* THE EXERCISE: Copy the lines of the listing below word for word, starting at the line with "Please segment every instance of the bowl" and ending with the line with "POLYGON ((93 421, 96", both included. Output those lines and nothing else.

───

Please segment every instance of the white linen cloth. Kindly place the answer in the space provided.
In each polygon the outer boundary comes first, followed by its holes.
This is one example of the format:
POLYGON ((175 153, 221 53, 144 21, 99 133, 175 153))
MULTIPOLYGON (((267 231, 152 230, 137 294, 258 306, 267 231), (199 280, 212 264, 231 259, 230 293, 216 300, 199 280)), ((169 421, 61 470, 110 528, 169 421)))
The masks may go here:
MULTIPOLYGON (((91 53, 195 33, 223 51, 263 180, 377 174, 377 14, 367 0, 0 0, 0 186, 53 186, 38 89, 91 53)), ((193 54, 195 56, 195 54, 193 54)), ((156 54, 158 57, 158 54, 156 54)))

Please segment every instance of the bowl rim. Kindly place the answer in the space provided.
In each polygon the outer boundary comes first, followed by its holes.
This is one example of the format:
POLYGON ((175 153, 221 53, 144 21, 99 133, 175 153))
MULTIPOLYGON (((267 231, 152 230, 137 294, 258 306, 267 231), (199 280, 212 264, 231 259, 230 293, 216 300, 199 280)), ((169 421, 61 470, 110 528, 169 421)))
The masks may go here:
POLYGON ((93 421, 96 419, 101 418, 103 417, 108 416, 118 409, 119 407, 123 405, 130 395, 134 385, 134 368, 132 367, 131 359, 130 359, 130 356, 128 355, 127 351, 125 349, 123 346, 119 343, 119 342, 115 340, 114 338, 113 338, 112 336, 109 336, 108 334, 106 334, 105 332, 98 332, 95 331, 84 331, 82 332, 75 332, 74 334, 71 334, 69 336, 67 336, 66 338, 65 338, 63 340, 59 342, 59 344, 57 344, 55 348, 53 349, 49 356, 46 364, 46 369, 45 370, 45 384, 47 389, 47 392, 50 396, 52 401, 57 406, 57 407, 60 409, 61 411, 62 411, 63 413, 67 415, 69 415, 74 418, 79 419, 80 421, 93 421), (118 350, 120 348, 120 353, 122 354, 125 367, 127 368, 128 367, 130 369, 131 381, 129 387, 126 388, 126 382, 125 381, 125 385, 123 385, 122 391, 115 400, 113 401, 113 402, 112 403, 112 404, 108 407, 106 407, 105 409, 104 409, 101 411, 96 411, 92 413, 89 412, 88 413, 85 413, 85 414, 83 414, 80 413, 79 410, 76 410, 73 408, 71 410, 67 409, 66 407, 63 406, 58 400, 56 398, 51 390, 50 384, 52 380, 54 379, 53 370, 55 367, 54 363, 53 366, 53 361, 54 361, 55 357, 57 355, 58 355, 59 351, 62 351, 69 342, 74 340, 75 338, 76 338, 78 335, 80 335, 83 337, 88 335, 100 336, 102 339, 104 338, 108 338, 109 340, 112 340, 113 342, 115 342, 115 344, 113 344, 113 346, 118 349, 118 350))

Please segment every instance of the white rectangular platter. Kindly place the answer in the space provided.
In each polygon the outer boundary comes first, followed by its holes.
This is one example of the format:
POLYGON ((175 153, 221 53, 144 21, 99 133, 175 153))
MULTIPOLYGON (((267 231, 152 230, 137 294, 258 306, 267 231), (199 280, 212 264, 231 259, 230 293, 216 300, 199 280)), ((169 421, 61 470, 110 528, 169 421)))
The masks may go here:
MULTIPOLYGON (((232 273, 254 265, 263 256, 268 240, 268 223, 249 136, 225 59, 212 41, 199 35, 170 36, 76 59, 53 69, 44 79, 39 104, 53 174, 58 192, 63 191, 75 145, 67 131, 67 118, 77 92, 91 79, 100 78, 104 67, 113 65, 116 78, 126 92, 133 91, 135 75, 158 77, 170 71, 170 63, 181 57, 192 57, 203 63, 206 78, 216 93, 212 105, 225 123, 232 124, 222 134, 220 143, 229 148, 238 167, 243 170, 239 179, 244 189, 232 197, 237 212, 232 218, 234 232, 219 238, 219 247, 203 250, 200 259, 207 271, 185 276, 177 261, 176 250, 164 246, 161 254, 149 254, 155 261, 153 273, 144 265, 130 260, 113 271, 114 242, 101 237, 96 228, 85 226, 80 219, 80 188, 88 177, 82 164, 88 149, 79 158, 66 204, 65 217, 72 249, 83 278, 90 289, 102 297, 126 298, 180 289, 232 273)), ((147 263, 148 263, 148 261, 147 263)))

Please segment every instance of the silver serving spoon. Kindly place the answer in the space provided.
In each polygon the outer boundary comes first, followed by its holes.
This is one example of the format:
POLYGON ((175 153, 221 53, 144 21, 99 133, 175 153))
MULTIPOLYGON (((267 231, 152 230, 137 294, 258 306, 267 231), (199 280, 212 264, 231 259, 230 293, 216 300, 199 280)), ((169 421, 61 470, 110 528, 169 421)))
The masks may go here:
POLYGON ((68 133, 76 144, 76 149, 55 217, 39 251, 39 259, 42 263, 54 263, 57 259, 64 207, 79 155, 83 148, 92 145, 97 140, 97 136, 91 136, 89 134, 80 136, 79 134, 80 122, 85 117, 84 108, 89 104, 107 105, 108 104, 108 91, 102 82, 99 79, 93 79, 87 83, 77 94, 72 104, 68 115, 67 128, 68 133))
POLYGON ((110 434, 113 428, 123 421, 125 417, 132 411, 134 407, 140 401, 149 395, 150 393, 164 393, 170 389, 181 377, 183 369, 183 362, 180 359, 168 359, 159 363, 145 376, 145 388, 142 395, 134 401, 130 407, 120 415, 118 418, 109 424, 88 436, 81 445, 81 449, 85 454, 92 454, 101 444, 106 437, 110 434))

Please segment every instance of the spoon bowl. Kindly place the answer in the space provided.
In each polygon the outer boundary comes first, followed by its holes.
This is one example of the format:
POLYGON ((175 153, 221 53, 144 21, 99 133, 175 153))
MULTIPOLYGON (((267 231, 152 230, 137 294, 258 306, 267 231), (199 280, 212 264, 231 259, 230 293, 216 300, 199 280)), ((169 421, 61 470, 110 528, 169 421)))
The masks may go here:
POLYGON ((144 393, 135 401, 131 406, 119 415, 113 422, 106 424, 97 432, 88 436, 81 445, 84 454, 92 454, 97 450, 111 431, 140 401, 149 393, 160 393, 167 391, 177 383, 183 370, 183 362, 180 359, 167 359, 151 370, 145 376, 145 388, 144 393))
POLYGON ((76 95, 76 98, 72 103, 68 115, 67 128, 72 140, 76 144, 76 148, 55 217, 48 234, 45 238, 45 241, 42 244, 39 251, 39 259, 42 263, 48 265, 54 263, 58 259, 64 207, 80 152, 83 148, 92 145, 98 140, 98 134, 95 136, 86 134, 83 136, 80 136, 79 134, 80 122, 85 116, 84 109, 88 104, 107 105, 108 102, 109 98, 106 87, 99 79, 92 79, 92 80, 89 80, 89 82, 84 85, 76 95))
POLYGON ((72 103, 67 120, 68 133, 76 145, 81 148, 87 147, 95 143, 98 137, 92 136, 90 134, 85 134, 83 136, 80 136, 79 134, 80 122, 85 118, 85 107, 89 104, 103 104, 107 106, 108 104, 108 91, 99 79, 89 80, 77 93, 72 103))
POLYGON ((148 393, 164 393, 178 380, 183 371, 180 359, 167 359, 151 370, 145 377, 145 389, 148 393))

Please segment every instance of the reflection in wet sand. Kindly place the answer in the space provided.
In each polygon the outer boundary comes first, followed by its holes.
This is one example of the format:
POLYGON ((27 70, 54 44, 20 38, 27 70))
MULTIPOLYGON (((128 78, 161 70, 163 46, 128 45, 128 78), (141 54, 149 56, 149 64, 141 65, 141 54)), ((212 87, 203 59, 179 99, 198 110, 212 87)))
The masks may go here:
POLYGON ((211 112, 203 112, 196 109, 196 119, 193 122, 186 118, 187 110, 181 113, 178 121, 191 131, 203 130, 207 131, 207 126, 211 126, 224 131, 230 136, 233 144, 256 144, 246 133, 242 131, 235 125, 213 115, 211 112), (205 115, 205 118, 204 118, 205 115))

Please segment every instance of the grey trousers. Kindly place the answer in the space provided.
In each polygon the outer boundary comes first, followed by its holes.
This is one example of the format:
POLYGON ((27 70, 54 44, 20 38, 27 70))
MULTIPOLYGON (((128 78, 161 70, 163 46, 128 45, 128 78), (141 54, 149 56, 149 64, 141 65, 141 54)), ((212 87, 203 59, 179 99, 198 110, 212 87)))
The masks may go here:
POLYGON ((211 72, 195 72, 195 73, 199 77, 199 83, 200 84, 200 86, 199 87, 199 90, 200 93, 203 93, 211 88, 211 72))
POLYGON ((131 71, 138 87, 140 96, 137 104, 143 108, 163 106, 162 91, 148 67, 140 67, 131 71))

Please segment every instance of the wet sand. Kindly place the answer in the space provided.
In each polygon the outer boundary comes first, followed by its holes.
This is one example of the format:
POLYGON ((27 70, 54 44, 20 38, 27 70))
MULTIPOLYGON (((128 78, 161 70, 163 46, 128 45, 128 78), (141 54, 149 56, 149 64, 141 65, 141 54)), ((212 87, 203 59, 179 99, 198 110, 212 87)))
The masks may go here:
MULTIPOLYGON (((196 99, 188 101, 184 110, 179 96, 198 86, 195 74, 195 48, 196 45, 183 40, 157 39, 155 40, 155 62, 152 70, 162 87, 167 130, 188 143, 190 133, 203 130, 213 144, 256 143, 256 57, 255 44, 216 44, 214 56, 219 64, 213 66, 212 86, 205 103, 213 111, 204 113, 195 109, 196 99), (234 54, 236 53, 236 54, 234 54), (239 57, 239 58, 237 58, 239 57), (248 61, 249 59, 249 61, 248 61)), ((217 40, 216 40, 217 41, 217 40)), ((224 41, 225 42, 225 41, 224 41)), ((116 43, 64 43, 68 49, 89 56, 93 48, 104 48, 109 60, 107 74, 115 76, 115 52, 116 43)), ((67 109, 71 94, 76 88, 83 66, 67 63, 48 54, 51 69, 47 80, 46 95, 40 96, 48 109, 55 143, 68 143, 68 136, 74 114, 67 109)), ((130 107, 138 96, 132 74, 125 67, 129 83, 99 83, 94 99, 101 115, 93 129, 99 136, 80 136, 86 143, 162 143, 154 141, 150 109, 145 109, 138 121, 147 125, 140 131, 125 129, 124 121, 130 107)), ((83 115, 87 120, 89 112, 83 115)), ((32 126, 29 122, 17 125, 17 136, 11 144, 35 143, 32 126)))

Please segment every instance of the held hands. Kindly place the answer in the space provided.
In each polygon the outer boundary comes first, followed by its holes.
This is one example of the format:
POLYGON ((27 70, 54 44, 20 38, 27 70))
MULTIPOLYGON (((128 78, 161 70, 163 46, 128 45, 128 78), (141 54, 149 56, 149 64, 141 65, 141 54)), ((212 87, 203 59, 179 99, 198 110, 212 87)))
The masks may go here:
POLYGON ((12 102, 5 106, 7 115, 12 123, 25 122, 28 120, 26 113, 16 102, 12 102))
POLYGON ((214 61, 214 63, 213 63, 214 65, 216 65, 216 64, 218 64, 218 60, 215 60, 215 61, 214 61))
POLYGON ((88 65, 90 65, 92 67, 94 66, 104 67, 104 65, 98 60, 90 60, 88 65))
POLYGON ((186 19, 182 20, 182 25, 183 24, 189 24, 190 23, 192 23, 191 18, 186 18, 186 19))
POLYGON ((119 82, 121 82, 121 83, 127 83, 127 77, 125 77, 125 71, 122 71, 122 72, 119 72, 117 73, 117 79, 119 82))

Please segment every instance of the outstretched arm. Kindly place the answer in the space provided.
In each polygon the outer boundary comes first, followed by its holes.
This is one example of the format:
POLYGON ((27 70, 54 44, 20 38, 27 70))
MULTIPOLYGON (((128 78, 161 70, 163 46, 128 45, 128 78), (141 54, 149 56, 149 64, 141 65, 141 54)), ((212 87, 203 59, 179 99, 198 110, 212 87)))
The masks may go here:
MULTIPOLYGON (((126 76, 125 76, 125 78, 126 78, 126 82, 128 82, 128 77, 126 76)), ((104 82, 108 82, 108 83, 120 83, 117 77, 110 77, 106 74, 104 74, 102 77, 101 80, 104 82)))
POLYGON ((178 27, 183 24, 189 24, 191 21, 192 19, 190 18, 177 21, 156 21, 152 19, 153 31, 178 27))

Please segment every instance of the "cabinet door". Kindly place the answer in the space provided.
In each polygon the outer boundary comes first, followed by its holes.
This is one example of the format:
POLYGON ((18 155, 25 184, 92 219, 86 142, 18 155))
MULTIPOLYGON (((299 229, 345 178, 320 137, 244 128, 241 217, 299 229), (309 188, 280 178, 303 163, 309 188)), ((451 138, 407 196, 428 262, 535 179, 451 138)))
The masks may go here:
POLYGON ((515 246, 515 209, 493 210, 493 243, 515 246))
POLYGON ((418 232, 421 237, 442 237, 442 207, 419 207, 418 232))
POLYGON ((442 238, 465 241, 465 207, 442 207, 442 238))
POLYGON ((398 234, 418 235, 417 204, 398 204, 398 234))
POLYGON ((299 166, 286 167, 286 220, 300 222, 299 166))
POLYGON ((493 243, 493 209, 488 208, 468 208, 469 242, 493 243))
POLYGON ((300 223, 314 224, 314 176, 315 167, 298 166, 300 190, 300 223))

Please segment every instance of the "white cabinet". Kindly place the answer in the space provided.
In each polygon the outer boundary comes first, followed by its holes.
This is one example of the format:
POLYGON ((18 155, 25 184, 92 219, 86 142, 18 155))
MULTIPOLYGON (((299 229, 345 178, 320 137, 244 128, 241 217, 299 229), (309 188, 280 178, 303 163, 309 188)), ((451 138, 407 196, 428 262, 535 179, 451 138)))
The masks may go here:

───

* WORKED ANSWER:
Please segment every instance of the bowl rim. Kindly place the answer in the space provided.
In each polygon the outer boundary comes first, followed by its holes.
This is one example of the format:
POLYGON ((175 153, 221 53, 144 21, 99 133, 175 153))
MULTIPOLYGON (((267 231, 152 230, 137 294, 258 306, 267 231), (199 280, 212 264, 231 259, 230 293, 216 300, 199 280)), ((169 421, 61 470, 110 528, 169 421)))
The masks may go here:
POLYGON ((93 421, 96 419, 101 418, 103 417, 108 416, 118 409, 119 407, 123 405, 130 395, 134 385, 134 368, 132 367, 131 359, 130 359, 130 356, 128 355, 127 351, 125 349, 123 346, 119 343, 119 342, 115 340, 114 338, 113 338, 112 336, 109 336, 108 334, 106 334, 105 332, 98 332, 95 331, 84 331, 82 332, 75 332, 74 334, 71 334, 69 336, 67 336, 66 338, 65 338, 63 340, 59 342, 59 344, 57 344, 55 348, 53 349, 49 356, 46 364, 46 369, 45 370, 45 384, 47 389, 47 392, 50 396, 52 401, 57 406, 57 407, 60 409, 61 411, 62 411, 63 413, 67 415, 69 415, 74 418, 79 419, 80 421, 93 421), (118 350, 120 348, 120 353, 122 354, 125 367, 127 368, 128 367, 130 369, 131 381, 129 387, 126 388, 126 382, 125 381, 125 385, 123 385, 122 391, 115 400, 113 401, 113 402, 112 403, 112 404, 108 407, 106 407, 105 409, 104 409, 101 411, 96 411, 92 413, 89 412, 88 413, 85 413, 85 414, 83 414, 80 413, 79 410, 76 410, 73 408, 71 410, 67 409, 66 407, 63 406, 58 400, 56 398, 51 390, 50 384, 52 380, 54 379, 53 370, 55 367, 54 363, 53 366, 53 361, 54 361, 55 357, 57 355, 58 355, 59 351, 62 351, 69 342, 74 340, 75 338, 76 338, 78 335, 80 335, 83 337, 88 335, 100 336, 102 339, 104 338, 108 338, 109 340, 112 340, 113 342, 115 342, 115 344, 113 344, 113 346, 118 349, 118 350))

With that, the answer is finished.